## [YOUR INSTRUCTIONS]
Rewrite the records from their first line through the line containing "319,73 -> 587,279", changing "detection task" to "labeling task" and keeping everything else the same. Leave the pictures out of your output.

## [EXCERPTED RECORDS]

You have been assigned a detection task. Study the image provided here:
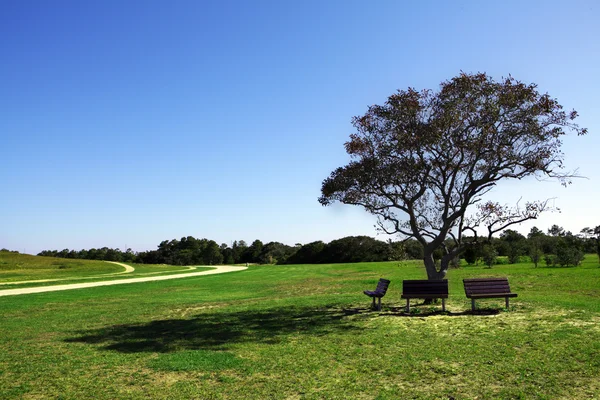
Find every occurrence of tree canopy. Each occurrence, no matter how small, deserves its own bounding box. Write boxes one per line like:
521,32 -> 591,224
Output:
319,73 -> 587,279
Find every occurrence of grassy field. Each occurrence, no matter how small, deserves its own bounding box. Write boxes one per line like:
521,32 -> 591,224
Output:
0,251 -> 207,290
0,256 -> 600,399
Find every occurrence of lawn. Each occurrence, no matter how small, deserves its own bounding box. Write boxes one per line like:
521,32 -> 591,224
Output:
0,251 -> 209,290
0,256 -> 600,399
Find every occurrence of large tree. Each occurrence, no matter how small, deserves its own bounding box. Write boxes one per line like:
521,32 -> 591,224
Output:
319,73 -> 586,279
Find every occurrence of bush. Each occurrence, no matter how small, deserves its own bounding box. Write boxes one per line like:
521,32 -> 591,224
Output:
544,254 -> 556,267
556,246 -> 584,267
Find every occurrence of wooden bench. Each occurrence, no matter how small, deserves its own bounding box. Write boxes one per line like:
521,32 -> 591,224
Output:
363,278 -> 390,310
463,278 -> 517,311
402,280 -> 448,312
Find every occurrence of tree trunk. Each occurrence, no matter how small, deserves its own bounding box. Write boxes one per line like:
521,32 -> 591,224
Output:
423,255 -> 448,281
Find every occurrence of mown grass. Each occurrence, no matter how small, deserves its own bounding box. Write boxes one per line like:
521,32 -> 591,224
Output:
0,251 -> 209,290
0,257 -> 600,399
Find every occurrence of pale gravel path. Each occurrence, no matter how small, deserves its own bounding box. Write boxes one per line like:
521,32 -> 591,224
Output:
0,265 -> 248,297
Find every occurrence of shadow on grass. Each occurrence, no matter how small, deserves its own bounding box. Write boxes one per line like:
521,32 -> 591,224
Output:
66,307 -> 364,353
381,306 -> 501,318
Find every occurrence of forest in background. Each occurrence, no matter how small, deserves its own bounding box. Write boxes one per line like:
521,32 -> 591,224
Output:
28,225 -> 600,266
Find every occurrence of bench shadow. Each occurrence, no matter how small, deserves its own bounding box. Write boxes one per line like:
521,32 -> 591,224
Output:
382,303 -> 501,318
65,307 -> 367,353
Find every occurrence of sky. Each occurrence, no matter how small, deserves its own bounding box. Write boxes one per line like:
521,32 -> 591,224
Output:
0,0 -> 600,254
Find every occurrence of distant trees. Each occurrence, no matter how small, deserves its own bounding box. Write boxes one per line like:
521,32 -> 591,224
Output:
38,225 -> 600,267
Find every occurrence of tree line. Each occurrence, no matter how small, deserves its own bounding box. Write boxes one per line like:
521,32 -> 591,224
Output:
38,225 -> 600,266
38,236 -> 404,265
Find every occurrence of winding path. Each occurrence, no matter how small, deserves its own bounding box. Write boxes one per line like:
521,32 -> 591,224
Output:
0,263 -> 248,297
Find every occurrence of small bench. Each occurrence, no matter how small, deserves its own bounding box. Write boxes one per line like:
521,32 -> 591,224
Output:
463,278 -> 517,311
363,278 -> 390,310
402,279 -> 448,312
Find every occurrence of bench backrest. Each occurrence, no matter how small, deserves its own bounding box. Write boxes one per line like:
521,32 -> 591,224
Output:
463,278 -> 510,297
402,279 -> 448,296
375,278 -> 390,294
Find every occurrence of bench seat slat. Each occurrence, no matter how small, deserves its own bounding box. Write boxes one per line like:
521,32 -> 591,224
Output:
401,293 -> 448,299
467,293 -> 517,299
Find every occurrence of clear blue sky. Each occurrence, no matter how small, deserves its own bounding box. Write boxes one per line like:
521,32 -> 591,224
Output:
0,0 -> 600,253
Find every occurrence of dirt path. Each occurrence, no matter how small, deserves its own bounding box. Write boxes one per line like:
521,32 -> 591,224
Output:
0,264 -> 248,297
105,261 -> 135,275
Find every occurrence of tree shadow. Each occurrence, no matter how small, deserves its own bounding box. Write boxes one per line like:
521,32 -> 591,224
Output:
65,307 -> 372,353
382,303 -> 501,318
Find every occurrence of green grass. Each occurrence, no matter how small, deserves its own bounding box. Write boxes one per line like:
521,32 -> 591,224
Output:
0,251 -> 211,290
0,256 -> 600,399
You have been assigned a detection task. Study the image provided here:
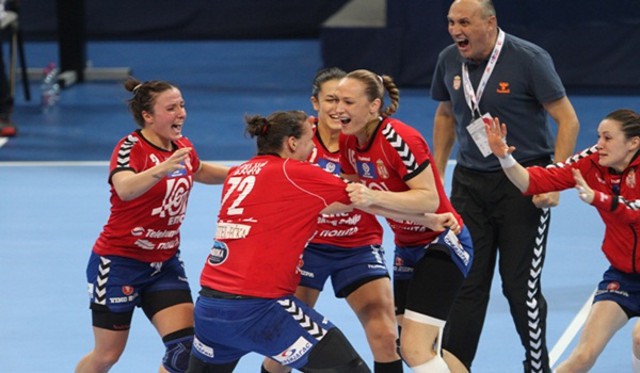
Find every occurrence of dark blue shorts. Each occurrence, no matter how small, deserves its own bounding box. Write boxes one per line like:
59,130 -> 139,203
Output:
593,267 -> 640,317
393,227 -> 473,280
191,295 -> 335,369
87,248 -> 189,312
300,243 -> 389,298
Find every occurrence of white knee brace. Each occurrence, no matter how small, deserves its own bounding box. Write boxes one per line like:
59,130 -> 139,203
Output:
411,355 -> 451,373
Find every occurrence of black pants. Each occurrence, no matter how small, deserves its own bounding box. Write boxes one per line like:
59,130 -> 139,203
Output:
443,160 -> 550,372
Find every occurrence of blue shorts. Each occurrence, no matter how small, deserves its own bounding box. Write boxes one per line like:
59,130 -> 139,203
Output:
393,227 -> 473,280
87,251 -> 190,312
300,243 -> 389,298
593,267 -> 640,317
191,295 -> 335,369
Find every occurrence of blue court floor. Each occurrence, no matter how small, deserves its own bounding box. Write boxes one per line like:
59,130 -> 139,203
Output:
0,40 -> 640,373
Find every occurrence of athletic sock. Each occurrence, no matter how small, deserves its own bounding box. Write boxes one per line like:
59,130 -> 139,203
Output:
373,360 -> 402,373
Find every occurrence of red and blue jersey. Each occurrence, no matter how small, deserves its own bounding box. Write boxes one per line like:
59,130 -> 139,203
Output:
309,128 -> 383,248
200,155 -> 351,298
525,146 -> 640,274
340,118 -> 462,246
93,130 -> 200,262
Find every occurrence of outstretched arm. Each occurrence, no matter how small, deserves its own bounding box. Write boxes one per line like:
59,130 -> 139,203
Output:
484,118 -> 529,193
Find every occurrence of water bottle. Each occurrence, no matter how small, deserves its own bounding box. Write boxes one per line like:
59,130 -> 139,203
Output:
40,62 -> 60,112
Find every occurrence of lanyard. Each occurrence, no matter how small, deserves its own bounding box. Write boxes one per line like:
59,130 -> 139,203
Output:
462,30 -> 505,116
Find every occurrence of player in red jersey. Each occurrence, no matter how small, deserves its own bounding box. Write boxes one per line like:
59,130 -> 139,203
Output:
264,67 -> 402,373
335,70 -> 473,372
485,109 -> 640,372
189,112 -> 458,373
76,78 -> 228,373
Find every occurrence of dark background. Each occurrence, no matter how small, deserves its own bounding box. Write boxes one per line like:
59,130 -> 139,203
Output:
21,0 -> 640,93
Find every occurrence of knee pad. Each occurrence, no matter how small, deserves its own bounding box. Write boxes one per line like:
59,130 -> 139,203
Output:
300,328 -> 371,373
162,328 -> 193,373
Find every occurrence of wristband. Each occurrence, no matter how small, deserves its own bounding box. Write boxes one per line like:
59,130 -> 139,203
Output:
498,154 -> 518,168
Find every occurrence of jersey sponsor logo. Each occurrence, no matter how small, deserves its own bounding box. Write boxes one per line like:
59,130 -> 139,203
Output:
131,227 -> 146,237
496,82 -> 511,95
207,241 -> 229,266
232,161 -> 268,176
624,169 -> 636,188
434,230 -> 471,266
272,337 -> 313,365
393,256 -> 413,272
151,176 -> 193,225
595,281 -> 629,298
156,238 -> 180,250
122,285 -> 133,295
193,336 -> 215,358
300,269 -> 316,278
168,158 -> 193,177
145,229 -> 180,238
215,222 -> 251,240
318,213 -> 362,227
109,293 -> 138,304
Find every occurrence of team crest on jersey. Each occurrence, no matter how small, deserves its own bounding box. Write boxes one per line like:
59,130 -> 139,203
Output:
207,241 -> 229,266
453,75 -> 462,91
356,161 -> 377,179
376,159 -> 389,179
607,281 -> 620,291
624,169 -> 636,188
318,158 -> 340,175
272,337 -> 313,365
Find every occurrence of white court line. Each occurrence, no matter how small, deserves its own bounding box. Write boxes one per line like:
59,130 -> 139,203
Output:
0,159 -> 244,167
549,288 -> 598,368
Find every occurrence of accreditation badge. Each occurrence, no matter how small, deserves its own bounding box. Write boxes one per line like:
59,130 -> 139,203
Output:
467,113 -> 492,158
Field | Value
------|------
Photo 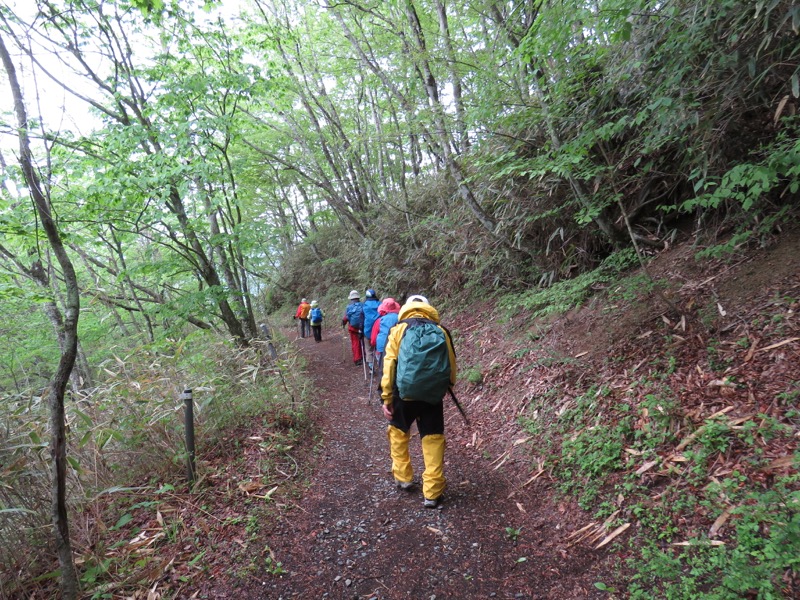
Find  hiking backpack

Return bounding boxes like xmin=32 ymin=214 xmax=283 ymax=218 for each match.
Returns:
xmin=347 ymin=302 xmax=364 ymax=329
xmin=395 ymin=318 xmax=450 ymax=404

## [RIGHT ANSWER]
You have been assigned a labeling task. Study the image provided here:
Find every occurrence of tree canopy. Each occurrence, no matter how small, deserves its own bounding box. Write boxes one per line like:
521,32 -> 591,224
Output:
319,73 -> 587,279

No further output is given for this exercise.